*PAGE EXTRACT*:
[Start of section]

Truth, Inspiration, Hope.

Does Vitamin D Help Prevent Dementia?

Jonathan Ferng, MD, MBA, MS
Jonathan Ferng is an internal medicine physician who has a wide range of interests spanning healthcare, business, consulting, research, and music. He enjoys meditating, learning new skills, and sharing positivity with the world.
Published: April 13, 2023
Some studies show vitamin D helps prevent dementia while others are somewhat inconclusive
Vitamin D has a wide variety of benefits, which may include slowing cognitive decline, according to a recent study by Canadian and UK researchers. (Image: Julian Paolo Dayag via Pexels)

Vitamin D supplementation shows promise as a way to help prevent dementia, new research suggests. Dementia is associated with “several diseases that affect memory, thinking, and the ability to perform daily activities,” according to the World Health Organization (WHO).

Over 55 million people in the world have dementia, with 10 million new cases every year. Risk factors include age, high blood pressure, diabetes, obesity, smoking, alcohol, depression, and a sedentary lifestyle. Alzheimer’s disease is the most common type, comprising about two-thirds of cases.

Previous studies

Conflicting results have been reported in past research about vitamin D supplementation and dementia prevention. In one 2021 systematic review with 20 randomized controlled trials (RCTs) containing between 30 and over 4,000 participants 18 years and older, half of the RCTs had mixed results, one quarter had negative results, and one quarter had positive results.

The confidence of the results was limited by differences in vitamin D levels in the blood, cognitive tests used, doses of vitamin D taken, and patient demographics. Another 2021 systematic review and meta-analysis included nine RCTs with 2,345 participants 60 years and older, but did not support the beneficial effect of vitamin D supplementation on preventing Alzheimer’s disease.

Promising but inconclusive results

Researchers from Canada and the UK dove further into the association between vitamin D supplementation and the incidence of dementia. The study was published in the Alzheimer’s & Dementia journal in March.

A total of 12,388 initially dementia-free U.S. participants from the National Alzheimer’s Coordinating Center (NACC) were followed between 2005 and 2021. The mean age was about 71 years old. Annually, 16 data-collection forms were filled out regarding demographic and clinical information.


The vitamin D-exposed group (D+) included participants with baseline exposure to the vitamin D supplements of calcium-vitamin D, cholecalciferol (vitamin D3), or ergocalciferol (vitamin D2). While cholecalciferol is only found in animal products such as egg yolks and fish, ergocalciferol is produced by plants and mushrooms.

[End of section]

[Stored data entries]
[Start of section]

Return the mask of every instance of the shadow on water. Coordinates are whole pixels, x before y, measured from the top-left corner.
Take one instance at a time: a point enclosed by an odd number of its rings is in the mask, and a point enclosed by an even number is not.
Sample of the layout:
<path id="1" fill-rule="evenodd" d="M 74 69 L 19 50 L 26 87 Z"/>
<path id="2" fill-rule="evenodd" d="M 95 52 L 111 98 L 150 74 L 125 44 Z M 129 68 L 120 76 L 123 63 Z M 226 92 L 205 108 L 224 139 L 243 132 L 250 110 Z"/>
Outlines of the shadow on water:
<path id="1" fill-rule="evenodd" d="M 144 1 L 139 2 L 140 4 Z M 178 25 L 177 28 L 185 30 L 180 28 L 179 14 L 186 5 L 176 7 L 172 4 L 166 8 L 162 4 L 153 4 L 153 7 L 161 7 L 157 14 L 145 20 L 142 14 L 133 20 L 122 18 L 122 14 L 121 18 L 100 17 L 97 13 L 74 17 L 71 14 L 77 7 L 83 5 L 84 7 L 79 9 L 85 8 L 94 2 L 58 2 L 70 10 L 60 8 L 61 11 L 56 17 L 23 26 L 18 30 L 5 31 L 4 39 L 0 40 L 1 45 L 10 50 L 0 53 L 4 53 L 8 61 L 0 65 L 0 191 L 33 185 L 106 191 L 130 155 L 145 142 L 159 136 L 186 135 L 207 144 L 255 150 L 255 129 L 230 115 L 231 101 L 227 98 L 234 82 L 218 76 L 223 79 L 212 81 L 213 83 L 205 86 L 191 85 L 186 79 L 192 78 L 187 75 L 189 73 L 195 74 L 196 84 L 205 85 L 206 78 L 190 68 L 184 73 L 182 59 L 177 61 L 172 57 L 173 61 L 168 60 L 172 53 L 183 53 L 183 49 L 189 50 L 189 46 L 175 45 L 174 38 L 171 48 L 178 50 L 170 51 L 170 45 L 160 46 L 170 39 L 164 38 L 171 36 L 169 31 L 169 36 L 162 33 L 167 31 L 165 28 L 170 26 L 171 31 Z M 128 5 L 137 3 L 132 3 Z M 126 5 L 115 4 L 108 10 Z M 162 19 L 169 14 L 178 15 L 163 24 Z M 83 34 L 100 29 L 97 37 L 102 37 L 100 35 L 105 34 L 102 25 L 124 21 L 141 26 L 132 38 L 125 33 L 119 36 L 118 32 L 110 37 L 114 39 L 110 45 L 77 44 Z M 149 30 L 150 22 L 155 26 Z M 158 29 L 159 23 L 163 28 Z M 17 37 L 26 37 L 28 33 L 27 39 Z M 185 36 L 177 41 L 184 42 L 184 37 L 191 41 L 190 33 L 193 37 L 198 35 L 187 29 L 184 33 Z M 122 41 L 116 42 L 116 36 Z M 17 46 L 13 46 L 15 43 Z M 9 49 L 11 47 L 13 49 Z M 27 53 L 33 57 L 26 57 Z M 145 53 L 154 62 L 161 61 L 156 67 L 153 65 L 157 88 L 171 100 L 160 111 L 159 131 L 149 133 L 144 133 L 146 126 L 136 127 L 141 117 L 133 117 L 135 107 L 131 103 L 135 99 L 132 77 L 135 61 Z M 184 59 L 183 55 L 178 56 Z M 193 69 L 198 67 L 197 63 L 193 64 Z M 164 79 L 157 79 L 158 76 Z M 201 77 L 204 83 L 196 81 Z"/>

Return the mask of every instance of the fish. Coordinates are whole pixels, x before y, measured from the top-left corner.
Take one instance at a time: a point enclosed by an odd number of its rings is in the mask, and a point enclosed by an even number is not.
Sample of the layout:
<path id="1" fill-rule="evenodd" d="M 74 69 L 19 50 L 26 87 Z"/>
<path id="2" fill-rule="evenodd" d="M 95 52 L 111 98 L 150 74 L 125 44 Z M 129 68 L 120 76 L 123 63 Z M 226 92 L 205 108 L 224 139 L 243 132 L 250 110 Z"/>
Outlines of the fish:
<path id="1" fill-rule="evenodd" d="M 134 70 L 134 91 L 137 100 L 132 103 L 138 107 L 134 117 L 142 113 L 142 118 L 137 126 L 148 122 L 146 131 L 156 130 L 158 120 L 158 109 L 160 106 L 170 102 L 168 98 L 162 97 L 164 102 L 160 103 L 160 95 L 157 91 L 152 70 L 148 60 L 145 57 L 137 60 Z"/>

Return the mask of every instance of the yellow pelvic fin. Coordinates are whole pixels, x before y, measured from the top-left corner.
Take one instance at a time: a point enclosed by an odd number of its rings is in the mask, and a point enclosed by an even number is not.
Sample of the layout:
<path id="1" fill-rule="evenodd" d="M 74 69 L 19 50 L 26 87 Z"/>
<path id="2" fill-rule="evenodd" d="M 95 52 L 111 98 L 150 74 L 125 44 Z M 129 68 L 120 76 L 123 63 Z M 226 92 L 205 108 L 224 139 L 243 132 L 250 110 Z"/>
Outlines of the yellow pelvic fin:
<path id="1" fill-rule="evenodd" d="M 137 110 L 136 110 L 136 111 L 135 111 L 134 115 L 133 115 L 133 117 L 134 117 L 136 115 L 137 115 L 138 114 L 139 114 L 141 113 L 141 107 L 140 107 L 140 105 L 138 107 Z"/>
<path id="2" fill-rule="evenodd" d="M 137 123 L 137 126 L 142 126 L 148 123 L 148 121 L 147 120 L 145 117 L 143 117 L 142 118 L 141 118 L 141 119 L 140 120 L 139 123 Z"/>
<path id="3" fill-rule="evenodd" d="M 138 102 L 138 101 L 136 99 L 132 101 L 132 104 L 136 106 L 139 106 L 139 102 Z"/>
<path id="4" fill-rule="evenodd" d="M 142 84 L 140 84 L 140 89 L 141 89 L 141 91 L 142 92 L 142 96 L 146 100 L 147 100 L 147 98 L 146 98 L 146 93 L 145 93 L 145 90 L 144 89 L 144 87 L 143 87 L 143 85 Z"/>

[End of section]

*REQUIRED WORK*:
A – Copy out the vitamin D and dementia article starting at "Published: April 13, 2023" and ending at "two-thirds of cases.", with "sedentary lifestyle" swapped for "lack of exercise".
B – According to the vitamin D and dementia article, which type of dementia is the most common, and what share of cases does it make up?

*SOLUTIONS TO THE PROBLEMS*:
A –
Published: April 13, 2023
Some studies show vitamin D helps prevent dementia while others are somewhat inconclusive
Vitamin D has a wide variety of benefits, which may include slowing cognitive decline, according to a recent study by Canadian and UK researchers. (Image: Julian Paolo Dayag via Pexels)

Vitamin D supplementation shows promise as a way to help prevent dementia, new research suggests. Dementia is associated with “several diseases that affect memory, thinking, and the ability to perform daily activities,” according to the World Health Organization (WHO).

Over 55 million people in the world have dementia, with 10 million new cases every year. Risk factors include age, high blood pressure, diabetes, obesity, smoking, alcohol, depression, and a lack of exercise. Alzheimer’s disease is the most common type, comprising about two-thirds of cases.

B – Alzheimer's disease, about two-thirds of cases.